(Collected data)
════════════════════

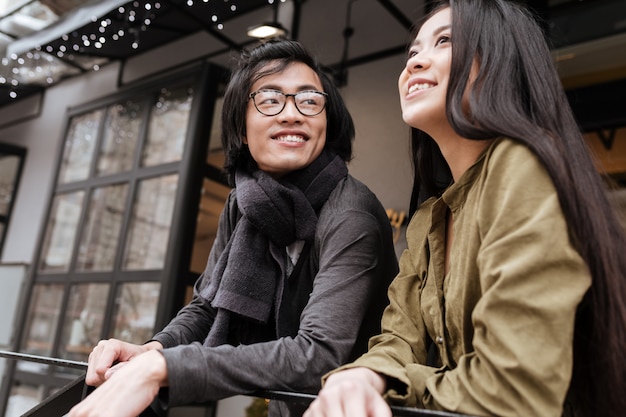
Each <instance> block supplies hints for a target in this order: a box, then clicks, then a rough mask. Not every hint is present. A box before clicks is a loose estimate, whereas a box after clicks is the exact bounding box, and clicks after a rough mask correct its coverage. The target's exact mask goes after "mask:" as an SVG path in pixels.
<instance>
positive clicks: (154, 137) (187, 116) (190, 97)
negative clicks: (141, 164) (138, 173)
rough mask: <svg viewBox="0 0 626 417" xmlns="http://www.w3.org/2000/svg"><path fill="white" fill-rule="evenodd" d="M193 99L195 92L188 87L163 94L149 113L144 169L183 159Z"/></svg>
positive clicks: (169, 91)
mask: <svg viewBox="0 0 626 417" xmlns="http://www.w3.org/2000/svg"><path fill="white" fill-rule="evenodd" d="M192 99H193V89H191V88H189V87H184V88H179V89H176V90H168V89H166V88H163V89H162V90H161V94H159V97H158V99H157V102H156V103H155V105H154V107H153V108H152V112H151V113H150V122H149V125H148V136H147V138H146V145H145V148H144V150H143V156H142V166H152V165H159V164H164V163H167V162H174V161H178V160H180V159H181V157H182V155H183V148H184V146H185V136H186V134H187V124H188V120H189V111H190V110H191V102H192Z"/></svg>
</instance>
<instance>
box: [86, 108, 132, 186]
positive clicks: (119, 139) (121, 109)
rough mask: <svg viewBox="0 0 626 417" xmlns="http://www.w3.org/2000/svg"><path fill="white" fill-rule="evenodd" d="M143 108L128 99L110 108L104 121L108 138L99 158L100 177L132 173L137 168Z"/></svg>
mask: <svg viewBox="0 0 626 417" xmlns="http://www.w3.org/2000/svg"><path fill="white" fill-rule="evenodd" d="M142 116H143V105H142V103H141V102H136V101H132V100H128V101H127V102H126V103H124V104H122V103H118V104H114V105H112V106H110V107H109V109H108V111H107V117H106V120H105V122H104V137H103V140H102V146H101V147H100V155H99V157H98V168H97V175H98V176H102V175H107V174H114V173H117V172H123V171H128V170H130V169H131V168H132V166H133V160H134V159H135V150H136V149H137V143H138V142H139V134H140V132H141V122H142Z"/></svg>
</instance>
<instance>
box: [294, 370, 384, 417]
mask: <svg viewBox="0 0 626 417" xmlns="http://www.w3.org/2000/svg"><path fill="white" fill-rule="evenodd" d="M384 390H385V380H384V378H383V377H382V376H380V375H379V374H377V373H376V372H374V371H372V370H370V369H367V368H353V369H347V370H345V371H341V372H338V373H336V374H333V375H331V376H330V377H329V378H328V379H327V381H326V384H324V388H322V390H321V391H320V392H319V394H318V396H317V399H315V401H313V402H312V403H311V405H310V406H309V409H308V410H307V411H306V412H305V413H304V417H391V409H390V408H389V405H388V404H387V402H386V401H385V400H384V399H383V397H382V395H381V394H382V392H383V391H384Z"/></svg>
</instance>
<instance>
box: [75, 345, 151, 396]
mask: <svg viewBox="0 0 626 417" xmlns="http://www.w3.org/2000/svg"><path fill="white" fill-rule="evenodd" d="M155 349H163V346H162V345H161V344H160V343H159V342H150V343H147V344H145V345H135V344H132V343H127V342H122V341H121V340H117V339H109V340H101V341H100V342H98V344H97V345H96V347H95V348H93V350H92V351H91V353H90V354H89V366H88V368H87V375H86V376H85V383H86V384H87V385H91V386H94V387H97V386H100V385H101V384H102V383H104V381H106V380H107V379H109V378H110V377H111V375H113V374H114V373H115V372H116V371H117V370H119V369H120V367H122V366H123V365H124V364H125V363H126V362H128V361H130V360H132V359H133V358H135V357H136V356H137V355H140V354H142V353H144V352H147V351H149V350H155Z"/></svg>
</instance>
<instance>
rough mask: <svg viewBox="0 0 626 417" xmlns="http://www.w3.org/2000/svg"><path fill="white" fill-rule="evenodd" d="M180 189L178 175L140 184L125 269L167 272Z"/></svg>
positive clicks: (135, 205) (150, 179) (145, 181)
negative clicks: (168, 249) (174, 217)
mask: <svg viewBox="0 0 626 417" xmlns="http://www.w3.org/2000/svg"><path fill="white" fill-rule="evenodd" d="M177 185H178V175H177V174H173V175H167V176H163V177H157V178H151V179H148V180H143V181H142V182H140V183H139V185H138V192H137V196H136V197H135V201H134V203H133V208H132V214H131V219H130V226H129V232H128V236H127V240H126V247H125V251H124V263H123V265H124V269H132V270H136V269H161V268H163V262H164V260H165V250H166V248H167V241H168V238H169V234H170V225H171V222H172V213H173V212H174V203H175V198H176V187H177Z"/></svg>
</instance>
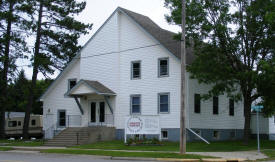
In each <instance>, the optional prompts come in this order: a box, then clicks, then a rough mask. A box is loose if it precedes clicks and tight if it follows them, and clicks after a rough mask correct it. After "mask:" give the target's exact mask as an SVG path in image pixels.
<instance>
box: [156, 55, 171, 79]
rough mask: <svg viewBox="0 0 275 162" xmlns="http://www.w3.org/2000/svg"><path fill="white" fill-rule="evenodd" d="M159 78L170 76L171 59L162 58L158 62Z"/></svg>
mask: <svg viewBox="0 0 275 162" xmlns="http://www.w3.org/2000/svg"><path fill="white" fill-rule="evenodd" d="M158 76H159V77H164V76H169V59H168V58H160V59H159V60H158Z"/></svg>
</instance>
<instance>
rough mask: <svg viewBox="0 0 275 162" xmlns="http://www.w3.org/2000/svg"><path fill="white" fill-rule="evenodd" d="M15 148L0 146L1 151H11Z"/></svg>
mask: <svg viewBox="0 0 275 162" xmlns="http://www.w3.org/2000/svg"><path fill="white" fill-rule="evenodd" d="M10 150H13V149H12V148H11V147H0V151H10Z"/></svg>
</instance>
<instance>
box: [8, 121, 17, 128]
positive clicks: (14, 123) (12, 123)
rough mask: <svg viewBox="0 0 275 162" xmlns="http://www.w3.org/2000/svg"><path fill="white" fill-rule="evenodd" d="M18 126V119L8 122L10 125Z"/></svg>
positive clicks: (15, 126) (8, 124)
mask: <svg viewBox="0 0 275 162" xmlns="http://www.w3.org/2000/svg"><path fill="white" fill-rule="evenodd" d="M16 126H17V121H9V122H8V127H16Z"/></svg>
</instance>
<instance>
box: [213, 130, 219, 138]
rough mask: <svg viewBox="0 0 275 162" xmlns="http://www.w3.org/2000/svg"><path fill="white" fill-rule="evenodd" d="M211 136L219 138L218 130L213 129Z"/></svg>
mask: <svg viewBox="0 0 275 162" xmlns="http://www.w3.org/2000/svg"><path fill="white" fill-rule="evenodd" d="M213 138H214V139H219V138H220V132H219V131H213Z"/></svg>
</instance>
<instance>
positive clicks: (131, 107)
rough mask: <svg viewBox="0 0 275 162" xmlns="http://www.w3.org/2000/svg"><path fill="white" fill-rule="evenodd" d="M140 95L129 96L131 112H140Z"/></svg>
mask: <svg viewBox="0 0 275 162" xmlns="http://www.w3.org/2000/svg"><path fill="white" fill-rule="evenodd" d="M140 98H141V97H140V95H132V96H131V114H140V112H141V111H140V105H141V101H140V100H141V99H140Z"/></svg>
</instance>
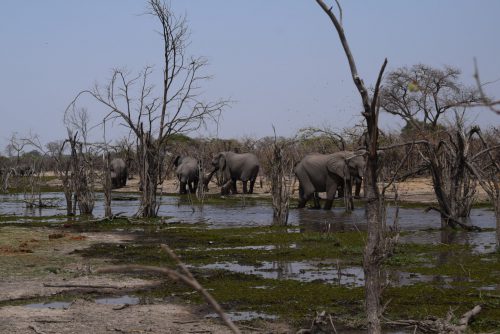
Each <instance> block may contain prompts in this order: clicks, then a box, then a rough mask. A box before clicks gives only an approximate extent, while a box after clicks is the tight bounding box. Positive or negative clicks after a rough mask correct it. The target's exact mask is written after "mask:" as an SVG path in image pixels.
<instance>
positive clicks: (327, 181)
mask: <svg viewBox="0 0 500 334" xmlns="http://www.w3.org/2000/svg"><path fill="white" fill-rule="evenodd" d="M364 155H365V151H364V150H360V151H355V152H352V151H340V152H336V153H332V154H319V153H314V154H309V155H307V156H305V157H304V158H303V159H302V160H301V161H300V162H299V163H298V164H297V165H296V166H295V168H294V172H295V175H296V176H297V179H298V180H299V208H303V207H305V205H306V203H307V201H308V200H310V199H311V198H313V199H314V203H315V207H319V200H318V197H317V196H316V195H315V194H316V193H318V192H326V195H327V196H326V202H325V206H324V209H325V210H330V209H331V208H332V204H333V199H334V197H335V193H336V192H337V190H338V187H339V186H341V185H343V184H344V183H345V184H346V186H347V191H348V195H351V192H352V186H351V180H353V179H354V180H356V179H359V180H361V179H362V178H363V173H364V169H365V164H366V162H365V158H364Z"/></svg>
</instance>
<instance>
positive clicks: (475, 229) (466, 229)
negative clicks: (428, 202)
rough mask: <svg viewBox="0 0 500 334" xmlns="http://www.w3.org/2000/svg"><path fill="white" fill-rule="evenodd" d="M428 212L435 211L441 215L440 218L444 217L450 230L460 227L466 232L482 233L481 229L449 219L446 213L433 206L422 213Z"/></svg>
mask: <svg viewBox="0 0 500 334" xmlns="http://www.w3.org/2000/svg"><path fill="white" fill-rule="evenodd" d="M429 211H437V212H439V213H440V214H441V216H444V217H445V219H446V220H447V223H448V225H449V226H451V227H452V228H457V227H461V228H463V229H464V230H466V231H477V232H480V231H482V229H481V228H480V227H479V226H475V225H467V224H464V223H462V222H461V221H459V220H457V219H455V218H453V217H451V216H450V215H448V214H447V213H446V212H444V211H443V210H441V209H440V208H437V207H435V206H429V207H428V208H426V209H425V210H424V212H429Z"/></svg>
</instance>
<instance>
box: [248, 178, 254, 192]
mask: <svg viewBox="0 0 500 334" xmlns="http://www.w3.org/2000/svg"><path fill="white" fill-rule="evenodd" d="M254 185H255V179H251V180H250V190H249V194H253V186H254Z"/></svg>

════════════════════

Copy out the items word for word, starting at the beginning and ending with the line that contains "negative clicks: (141, 164) (138, 173)", both included. Leave out the pictures.

▶ _Answer section_
Each <instance> block supplies hints for a target in this order: a box, then clicks, then a rough mask. Not every hint is present. A box before clicks is a loose estimate, whereas a box after clicks is the exact bounding box, and clicks after a rough mask correct its coverage. The target's exact mask goes after "mask:" as an SVG path in pixels.
<instance>
positive clicks: (154, 137) (187, 116) (190, 97)
negative clicks: (141, 164) (138, 173)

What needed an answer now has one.